Set problem 1: Rename "firefighter" as "rescue worker" in the part of the rows that opens with the line containing "Ground-truth verification: the central" and closes with the line containing "35;745;86;819". Return only those lines, with everything else unchanged.

Page text:
****************************************

About Me

Retired chief investment officer and former NYSE firm partner with 50 plus years experience in field as analyst / economist, portfolio manager / trader, and CIO who has superb track record with multi $billion equities and fixed income portfolios. Advanced degrees, CFA. Having done much professional writing as a young guy, I now have a cryptic style. 40 years down on and around The Street confirms: CAVEAT EMPTOR IN SPADES !!!

Monday, April 28, 2008

US Dollar ($USD)

Currency speculation is not my forte, so take the following with as
much salt as you see fit.

First, I always look at the USD in terms of whether it is attractive
to hold domestically. Principal terms of reference are Fed Open
Market activity and whether there is a real rate of interest on
dollars left on deposit. I do not look at the "cookie jar" dollar
concept, as money is meant to be put to work, even if as savings
rather than spending. On balance, Fed Bank Credit has been grow-
ing modestly now for several years to correct for the long period
of excess monetary liquidity growth engineered by the Greenspan
Fed. With monetary liquidity creation now well controlled, I do not
see a threat to the dollar from this quarter. The 91-day T-bill yield
of only 1.3% compares unfavorably to an inflation of 4.0%, as does
the 2.9% yield on prime 90 day commercial paper. A dollar saved
in low risk assets is losing its purchasing power, and there is only
the need for liquidity as a rationale for keeping the dollar on tap in
the US. The situation is not going to change until the T-bill and the
inflation rate begin to come into better balance.

****************************************

Source data:
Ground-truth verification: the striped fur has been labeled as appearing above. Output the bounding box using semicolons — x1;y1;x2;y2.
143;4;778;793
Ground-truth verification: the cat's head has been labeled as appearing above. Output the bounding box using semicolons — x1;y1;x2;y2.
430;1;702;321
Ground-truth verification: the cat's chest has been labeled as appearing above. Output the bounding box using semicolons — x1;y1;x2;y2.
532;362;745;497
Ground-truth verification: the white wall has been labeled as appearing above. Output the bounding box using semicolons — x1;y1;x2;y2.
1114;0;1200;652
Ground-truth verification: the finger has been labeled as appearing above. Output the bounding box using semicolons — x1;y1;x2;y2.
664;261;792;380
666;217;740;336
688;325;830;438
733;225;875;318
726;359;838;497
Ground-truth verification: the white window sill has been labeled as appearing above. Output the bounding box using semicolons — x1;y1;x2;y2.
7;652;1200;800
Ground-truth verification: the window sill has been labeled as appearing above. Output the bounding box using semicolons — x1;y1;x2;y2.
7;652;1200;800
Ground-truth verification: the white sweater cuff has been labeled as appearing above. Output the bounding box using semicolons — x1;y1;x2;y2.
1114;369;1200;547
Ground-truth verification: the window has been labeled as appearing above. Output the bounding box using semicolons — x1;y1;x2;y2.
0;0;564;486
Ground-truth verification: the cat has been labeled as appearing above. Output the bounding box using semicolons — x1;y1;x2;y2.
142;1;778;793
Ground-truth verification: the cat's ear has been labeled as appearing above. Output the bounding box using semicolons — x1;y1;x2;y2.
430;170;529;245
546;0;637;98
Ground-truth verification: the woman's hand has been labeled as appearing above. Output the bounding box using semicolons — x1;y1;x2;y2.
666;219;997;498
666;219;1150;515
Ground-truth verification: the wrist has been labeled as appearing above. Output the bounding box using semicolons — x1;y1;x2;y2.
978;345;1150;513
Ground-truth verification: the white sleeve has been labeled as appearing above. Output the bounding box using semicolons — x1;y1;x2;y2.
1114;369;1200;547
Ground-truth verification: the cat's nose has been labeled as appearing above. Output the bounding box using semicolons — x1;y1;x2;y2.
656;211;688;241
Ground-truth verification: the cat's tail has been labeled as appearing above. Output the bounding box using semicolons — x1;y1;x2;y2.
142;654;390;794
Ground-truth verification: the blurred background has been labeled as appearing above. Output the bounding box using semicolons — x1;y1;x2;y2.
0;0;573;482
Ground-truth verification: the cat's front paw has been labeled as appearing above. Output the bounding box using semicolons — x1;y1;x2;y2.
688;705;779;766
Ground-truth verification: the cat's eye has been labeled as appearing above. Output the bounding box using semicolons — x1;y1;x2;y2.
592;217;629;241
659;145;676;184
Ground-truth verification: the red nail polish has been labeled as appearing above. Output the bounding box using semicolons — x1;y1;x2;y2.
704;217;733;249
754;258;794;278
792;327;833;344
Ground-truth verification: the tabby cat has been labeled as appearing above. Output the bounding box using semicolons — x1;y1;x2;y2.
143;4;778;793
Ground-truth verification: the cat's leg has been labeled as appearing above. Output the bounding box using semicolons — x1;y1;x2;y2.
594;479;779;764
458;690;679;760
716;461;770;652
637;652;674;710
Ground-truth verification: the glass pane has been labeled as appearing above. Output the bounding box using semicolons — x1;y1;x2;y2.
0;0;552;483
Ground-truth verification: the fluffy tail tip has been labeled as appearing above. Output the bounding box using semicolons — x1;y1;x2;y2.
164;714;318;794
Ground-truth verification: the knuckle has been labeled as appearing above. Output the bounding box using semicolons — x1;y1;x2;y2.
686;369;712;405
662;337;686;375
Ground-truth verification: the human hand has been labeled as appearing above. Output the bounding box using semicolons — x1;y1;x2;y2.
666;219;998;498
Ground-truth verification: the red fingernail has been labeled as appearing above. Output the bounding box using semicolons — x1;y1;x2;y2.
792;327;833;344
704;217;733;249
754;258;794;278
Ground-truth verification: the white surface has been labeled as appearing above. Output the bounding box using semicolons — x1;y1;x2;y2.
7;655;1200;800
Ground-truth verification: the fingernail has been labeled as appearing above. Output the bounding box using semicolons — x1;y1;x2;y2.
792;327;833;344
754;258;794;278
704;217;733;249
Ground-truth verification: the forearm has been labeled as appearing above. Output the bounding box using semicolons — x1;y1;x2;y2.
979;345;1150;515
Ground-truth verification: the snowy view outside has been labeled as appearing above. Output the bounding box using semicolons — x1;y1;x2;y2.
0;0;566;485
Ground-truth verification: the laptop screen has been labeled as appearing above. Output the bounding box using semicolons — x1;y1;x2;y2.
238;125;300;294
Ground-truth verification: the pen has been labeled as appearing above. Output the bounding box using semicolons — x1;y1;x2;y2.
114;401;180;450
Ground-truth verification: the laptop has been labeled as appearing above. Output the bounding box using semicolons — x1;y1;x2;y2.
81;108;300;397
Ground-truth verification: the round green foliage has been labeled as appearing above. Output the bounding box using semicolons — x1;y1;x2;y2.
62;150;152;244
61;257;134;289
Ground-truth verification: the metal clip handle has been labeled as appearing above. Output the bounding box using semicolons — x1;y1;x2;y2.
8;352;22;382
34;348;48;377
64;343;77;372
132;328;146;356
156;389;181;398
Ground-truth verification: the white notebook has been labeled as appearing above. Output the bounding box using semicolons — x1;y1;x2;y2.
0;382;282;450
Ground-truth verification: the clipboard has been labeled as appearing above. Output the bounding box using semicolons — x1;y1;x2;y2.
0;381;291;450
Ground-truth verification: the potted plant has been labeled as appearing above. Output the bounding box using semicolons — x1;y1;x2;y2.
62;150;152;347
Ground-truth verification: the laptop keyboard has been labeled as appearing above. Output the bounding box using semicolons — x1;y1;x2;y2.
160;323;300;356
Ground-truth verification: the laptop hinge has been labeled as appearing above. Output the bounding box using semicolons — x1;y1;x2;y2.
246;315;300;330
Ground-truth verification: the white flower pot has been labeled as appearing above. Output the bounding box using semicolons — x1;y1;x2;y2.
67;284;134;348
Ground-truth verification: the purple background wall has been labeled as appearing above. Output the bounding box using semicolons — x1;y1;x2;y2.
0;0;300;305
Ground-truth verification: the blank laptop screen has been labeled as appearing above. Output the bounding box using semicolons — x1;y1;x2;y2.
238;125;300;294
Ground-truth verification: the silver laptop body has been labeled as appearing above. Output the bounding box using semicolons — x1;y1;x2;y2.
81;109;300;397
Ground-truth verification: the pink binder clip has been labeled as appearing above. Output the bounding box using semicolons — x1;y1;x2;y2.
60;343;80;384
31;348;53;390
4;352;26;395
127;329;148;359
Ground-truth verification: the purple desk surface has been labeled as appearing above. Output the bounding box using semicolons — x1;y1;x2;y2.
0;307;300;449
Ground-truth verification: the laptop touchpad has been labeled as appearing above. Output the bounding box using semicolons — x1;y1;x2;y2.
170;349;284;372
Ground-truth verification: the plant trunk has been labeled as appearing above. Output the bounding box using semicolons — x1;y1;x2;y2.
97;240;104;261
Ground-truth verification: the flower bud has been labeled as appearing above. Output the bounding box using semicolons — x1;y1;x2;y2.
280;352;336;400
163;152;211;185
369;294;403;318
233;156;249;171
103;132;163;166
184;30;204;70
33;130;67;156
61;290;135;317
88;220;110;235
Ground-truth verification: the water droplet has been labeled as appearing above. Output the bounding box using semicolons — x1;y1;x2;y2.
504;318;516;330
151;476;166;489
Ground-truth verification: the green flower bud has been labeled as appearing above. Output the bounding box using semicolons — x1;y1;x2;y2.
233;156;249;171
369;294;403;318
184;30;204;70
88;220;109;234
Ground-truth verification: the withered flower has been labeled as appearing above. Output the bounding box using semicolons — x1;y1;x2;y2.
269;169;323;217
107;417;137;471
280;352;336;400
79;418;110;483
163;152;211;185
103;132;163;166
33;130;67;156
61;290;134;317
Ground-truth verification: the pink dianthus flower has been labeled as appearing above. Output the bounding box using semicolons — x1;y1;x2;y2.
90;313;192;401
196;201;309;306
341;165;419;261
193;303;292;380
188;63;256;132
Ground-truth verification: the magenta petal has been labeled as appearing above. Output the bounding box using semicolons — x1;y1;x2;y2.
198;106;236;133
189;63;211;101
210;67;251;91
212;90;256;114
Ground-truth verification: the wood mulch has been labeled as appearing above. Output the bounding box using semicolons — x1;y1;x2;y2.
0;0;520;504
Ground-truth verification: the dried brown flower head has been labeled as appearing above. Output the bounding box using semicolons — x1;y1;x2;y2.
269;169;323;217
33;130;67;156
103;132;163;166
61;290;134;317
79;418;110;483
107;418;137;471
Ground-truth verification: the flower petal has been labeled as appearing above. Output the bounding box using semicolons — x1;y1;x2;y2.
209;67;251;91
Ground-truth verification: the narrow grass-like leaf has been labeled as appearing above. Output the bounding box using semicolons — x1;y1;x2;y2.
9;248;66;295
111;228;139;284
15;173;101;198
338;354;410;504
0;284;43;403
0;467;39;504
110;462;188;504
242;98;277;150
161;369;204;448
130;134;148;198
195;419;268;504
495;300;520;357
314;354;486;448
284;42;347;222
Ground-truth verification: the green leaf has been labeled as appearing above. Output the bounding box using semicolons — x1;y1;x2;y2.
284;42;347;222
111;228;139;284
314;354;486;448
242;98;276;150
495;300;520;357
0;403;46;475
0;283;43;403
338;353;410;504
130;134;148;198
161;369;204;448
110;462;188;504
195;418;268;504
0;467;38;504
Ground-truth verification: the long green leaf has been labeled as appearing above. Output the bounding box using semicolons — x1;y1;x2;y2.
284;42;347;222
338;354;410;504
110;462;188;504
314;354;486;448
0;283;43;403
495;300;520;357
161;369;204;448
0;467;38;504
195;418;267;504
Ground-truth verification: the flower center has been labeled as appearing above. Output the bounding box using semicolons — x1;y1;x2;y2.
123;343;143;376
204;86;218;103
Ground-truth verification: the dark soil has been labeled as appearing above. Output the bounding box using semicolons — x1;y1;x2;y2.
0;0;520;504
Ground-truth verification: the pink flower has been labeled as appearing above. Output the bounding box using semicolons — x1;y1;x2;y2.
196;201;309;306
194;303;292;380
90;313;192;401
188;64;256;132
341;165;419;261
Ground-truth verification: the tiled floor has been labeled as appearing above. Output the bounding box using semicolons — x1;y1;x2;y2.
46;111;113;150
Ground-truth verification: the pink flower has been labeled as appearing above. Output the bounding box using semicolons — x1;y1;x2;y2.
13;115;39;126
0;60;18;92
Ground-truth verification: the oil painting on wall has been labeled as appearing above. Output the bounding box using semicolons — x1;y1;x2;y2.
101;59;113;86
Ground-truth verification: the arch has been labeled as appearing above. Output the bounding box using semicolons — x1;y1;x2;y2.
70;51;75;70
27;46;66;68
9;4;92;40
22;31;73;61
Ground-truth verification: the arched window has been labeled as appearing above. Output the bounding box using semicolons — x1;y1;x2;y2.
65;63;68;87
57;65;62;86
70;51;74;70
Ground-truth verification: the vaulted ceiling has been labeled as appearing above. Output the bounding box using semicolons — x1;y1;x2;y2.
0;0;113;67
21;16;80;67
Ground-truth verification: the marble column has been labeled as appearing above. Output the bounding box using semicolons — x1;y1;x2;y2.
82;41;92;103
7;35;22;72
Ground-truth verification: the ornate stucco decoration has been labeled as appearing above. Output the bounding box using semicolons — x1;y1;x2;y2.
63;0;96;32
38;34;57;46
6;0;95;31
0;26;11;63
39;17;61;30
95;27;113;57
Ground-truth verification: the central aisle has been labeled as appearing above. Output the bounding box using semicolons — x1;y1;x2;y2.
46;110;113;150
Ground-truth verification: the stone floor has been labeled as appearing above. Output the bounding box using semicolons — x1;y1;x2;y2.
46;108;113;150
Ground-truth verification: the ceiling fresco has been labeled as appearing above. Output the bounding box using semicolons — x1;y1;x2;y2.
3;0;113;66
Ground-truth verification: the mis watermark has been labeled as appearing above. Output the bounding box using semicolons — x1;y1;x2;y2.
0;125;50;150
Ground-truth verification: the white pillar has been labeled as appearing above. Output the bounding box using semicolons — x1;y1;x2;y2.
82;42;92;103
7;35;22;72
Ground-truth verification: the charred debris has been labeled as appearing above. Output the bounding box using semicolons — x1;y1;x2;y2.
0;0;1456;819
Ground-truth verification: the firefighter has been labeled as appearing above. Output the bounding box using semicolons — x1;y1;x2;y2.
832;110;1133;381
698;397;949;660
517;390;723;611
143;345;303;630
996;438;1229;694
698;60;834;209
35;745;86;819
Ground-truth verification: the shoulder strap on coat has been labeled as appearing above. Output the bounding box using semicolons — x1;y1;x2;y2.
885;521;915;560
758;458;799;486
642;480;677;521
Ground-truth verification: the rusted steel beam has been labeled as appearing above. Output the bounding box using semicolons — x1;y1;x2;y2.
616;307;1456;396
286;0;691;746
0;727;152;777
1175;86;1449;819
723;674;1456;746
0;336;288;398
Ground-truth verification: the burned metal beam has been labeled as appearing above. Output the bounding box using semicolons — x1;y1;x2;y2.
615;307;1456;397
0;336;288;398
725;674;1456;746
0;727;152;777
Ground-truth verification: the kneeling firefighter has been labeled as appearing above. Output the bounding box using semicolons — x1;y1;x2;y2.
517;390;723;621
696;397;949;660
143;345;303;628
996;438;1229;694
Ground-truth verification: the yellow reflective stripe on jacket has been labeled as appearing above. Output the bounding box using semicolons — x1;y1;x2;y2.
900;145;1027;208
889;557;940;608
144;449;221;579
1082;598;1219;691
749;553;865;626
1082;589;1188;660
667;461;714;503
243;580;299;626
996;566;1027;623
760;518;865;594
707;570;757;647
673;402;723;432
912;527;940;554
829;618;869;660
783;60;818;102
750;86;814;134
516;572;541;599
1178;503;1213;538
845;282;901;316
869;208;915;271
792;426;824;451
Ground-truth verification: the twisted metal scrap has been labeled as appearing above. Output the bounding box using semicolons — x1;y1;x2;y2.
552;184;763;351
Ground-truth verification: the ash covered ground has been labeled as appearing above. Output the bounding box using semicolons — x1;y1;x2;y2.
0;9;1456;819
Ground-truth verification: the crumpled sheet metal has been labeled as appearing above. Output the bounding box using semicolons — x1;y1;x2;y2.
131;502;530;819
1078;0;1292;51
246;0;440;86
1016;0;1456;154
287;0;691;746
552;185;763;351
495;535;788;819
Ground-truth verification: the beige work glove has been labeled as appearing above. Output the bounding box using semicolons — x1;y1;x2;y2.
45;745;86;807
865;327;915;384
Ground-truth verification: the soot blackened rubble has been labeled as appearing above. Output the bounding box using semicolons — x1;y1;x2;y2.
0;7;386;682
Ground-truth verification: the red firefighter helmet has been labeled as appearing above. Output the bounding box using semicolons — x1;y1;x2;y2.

****************************************

Set problem 2: Write the next part of the post on the US dollar, picking up from the final sentence shown.

Exercise answer 1:
Ground-truth verification: the central aisle has been labeled as appearing above. Output the bounding box using semicolons — x1;y1;x2;y2.
46;110;113;150
Ground-truth verification: the stone floor has been labeled as appearing above. Output the bounding box using semicolons — x1;y1;x2;y2.
46;108;113;150
Ground-truth verification: the ceiling fresco has been labeled as appearing above. Output the bounding box using semicolons — x1;y1;x2;y2.
3;0;113;66
Ground-truth verification: the mis watermark has been labeled as appearing above. Output the bounding box using semicolons — x1;y1;x2;y2.
0;125;50;150
Ground-truth verification: the white pillar has been labeled as appearing above. Output the bounding box using semicolons — x1;y1;x2;y2.
82;42;92;103
7;35;22;72
Ground-truth verification: the charred debris has been labeled as appearing above. Output the bounding box using semicolons — x1;y1;x2;y2.
0;0;1456;819
Ground-truth verification: the rescue worker has been labeled as appearing above. Output the bounding box using semicolons — x1;y1;x2;y2.
832;110;1133;381
698;397;949;660
517;390;723;611
143;345;303;630
996;438;1229;694
698;60;834;209
35;745;86;819

Exercise answer 2:
Not surprisingly, the USD has come down in value relative to other
senior currencies since 2000 reflecting a low interest rate regimen by
the US coupled with a moderate but persistent acceleration of
inflation. Now, there is increasing speculation that with a weaker UK
economy and prospective decelerating growth across the EU, the
relative attractiveness of the dollar might increase as offshore
interest rates moderate. This is a sensible thought, since the US has
led the other majors in growth weakness and rate cuts, and could lead
later this year and next with better growth and short rate increases.

I do not mind the low relative value of the USD, since it is now the only
check we have on still rampant Asian mercantilism, but I would not
argue with a mild upward push in value for a six month - one year
trade. I would like to see evidence of an improving "real" yield on
short term paper here before getting on a go long the dollar band-
wagon.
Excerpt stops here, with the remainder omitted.